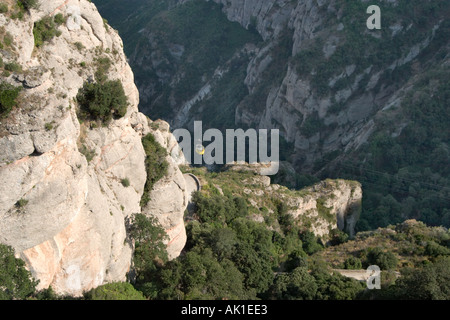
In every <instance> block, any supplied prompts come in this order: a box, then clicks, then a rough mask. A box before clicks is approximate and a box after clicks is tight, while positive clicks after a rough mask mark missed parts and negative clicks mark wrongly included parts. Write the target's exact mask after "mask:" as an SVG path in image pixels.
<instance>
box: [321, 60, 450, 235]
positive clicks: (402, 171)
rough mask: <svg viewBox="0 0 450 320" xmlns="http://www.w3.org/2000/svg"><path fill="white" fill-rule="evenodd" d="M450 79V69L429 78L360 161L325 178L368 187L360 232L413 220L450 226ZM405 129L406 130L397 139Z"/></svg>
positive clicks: (432, 74)
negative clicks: (448, 119)
mask: <svg viewBox="0 0 450 320" xmlns="http://www.w3.org/2000/svg"><path fill="white" fill-rule="evenodd" d="M449 74H450V73H449V69H448V67H447V68H444V69H442V70H430V71H429V72H427V73H426V74H424V75H423V76H422V79H421V80H420V81H418V82H417V83H416V85H415V86H414V88H413V90H411V91H410V93H409V94H408V95H407V96H406V98H405V99H404V100H403V102H402V105H401V108H400V110H393V111H392V112H393V113H397V115H395V116H392V117H391V119H389V118H386V120H384V121H380V124H379V128H378V132H377V133H376V134H374V135H373V137H372V138H371V139H370V141H369V143H368V144H367V145H366V146H364V147H363V148H362V149H361V150H359V151H358V154H357V155H354V157H353V158H350V159H349V157H348V158H347V159H346V160H344V161H342V162H341V163H339V165H338V167H339V169H338V170H336V169H334V170H333V171H326V172H324V175H326V176H335V177H336V176H340V177H347V178H352V179H356V180H359V181H360V182H361V183H362V184H363V188H364V201H363V213H362V219H361V220H360V222H359V223H358V228H359V230H368V229H373V228H377V227H386V226H387V225H389V224H391V223H400V222H401V221H403V220H405V219H408V218H415V219H419V220H421V221H424V222H426V223H427V224H428V225H432V226H438V225H444V226H447V227H449V226H450V209H449V199H450V188H449V187H448V186H449V185H450V171H449V168H450V166H449V164H450V152H449V148H448V146H449V145H450V132H449V130H448V121H447V120H448V119H449V117H450V113H449V108H448V106H449V105H450V91H449V88H450V77H449ZM405 119H407V120H406V121H405ZM400 123H406V126H405V127H404V128H403V130H402V131H401V133H400V135H398V136H396V137H393V136H392V132H393V131H395V130H396V128H397V127H398V126H399V124H400ZM363 159H364V160H365V161H364V163H363V162H362V160H363Z"/></svg>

WORK TASK: Copy all the lines above that hold the string "positive".

RESULT OF THIS EXERCISE:
In every <instance> block, any supplied prompts come in this order: a box, then clicks, then a rough mask. A box before clicks is approximate and a box after clicks is tight, while positive clicks after a rough mask mark missed parts and negative clicks mark wrongly included parts. Write the target's exact mask after "mask:" as an SVG path in image pixels.
positive clicks: (402, 171)
positive clicks: (432, 74)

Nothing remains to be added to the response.